● Aim of the exercise:
Copy everything from the line containing "Task: put a single marker on each instance of the group" down to the line containing "[(498, 468), (118, 433)]", changing "marker" to "dot" and leaving the rest untouched.

## begin

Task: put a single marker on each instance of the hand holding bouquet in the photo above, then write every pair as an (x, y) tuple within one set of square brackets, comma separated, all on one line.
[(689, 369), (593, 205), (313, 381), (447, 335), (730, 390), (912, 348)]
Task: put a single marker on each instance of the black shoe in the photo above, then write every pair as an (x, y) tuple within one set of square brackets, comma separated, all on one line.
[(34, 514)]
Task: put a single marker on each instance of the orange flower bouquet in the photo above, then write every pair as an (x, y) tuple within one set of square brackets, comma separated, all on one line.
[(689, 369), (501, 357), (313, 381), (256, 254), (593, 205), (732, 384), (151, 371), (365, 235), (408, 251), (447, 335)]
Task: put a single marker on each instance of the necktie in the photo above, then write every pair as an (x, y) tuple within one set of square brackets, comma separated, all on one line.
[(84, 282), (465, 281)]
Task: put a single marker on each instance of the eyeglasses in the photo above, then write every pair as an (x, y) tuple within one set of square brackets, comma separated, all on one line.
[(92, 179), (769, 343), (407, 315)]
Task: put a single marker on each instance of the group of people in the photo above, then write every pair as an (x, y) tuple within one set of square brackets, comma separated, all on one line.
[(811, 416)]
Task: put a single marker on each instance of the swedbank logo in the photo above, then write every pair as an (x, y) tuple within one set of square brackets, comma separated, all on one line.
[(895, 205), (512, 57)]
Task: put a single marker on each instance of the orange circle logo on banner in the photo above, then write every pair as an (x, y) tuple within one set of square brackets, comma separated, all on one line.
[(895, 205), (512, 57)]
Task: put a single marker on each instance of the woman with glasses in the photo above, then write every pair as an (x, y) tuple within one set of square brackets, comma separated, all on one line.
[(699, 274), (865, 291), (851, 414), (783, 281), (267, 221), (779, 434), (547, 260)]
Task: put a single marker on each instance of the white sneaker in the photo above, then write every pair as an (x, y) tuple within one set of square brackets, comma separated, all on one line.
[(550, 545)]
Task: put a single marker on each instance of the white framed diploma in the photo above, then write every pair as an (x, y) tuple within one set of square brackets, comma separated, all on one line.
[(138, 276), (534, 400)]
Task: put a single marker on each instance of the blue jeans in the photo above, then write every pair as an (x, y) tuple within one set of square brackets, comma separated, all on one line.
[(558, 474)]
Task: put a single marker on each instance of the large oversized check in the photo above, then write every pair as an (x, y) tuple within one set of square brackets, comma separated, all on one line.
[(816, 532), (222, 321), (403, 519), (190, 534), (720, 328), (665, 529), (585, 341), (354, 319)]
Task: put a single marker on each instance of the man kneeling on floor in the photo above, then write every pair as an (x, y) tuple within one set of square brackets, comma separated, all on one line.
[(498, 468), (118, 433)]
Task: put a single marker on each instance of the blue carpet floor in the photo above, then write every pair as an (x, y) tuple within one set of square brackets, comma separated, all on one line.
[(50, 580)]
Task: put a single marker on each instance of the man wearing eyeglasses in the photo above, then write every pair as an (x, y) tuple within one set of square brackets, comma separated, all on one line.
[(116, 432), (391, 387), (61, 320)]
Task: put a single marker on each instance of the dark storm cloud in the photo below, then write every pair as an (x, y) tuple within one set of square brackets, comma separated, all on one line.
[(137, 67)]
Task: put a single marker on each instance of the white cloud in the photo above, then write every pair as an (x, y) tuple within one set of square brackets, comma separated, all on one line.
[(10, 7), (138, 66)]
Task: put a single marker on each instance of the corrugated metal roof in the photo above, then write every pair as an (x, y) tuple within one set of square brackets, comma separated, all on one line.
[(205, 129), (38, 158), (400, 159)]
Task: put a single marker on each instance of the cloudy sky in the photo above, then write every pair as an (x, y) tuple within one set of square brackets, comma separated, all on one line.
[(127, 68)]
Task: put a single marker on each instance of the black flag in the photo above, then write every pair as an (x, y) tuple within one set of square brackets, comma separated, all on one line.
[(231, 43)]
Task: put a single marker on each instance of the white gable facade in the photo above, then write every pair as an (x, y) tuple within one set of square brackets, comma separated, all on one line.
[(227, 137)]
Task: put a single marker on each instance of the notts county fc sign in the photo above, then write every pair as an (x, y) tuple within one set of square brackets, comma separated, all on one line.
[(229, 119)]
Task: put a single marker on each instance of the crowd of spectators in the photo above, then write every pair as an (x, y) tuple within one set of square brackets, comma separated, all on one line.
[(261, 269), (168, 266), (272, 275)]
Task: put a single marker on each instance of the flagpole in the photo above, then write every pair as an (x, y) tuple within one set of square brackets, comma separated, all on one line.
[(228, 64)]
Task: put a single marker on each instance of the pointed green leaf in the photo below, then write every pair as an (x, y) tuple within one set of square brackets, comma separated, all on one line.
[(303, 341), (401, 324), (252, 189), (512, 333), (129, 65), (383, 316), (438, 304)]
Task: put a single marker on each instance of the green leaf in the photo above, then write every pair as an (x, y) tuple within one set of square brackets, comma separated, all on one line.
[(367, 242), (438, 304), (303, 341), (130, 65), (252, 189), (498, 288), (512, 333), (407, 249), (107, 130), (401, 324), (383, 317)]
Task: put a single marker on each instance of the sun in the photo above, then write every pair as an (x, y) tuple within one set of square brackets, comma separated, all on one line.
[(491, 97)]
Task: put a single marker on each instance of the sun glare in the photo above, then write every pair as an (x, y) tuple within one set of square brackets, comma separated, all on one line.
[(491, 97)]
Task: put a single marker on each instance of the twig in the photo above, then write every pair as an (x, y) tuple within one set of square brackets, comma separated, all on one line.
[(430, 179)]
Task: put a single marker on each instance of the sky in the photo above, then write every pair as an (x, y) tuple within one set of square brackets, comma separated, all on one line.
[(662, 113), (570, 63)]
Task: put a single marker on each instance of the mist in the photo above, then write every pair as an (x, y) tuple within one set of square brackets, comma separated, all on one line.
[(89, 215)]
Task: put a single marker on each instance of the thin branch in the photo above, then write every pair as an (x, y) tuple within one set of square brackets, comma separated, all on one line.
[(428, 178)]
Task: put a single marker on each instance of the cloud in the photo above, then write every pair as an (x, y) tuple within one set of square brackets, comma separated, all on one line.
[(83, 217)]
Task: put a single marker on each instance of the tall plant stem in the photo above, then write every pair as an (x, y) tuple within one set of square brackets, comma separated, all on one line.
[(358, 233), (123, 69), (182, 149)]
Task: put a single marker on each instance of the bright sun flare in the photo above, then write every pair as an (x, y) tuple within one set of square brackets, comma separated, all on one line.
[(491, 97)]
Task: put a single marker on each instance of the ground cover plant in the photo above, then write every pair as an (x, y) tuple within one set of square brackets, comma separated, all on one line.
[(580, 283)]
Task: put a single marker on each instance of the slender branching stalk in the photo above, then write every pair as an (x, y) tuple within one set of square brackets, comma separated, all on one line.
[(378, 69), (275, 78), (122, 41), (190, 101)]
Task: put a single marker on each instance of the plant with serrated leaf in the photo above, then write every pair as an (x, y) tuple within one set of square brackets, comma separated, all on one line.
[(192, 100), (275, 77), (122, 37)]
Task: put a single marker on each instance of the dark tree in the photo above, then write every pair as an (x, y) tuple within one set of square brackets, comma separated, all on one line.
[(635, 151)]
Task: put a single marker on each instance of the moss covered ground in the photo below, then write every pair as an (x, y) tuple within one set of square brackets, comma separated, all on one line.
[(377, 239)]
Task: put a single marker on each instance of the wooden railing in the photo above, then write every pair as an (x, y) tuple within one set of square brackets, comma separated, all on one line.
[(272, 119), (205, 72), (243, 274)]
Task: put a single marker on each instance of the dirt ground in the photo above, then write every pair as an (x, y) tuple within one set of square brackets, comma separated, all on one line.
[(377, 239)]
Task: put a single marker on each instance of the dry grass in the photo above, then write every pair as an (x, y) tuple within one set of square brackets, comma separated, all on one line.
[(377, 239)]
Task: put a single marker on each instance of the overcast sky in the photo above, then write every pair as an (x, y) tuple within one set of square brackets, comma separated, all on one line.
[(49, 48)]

## end

● Correct response:
Task: put a single dot on each instance of the group of people in the photo above, then write every pair as an (x, y) tuple within one set of square brackets, comma separated, all on one line.
[(811, 416)]
Task: put a single dot on each instance of the swedbank logo in the photo above, then write every pair as an (x, y) tuple within one set of square brackets, comma separated, all on one line.
[(895, 205), (512, 57)]
Task: put a single dot on each instance of the orange circle logo on banner in the photo above, then write every pair as an (x, y) tuple within one set of square brackets, comma separated, all on one line.
[(895, 205), (512, 57)]
Task: put a single dot on each instance of the woman with glasses in the photo above, then write every pair as an (x, y) tuple within one set of square brackets, comma separated, all on one line.
[(699, 274), (865, 291), (851, 414), (783, 281), (267, 221), (779, 434), (547, 260)]
Task: put a single dot on each instance of the white sneaker in the photo above, then write every pair as an (x, y) tuple within one set of square brackets, comma separated, all on one line.
[(550, 545)]
Task: put a single dot on each instance of the white framed diploma in the photo above, then write every pair as an (x, y) tuple within one set of square brackets, comma separated, all on one line.
[(138, 276), (534, 400)]
Task: put a single dot on each instance of the blue jeans in the photo above, then write every pair as an (x, y) tuple within one set of square brackets, comma separated, all on one line.
[(558, 474)]
Task: put a single dot on each instance of the large oversized check in the photo above, then write every pair as an (x, y) tuple within one set of square brackets, comma separated, all on one line.
[(816, 532), (222, 321), (403, 519), (190, 534), (720, 328), (665, 529), (585, 341), (354, 319)]
Task: put a single dot on each instance of the man kneeling on floor in the photo above, then write every pair as an (x, y) tuple within one set of square brackets, comma separated, all on one line.
[(498, 468), (118, 433)]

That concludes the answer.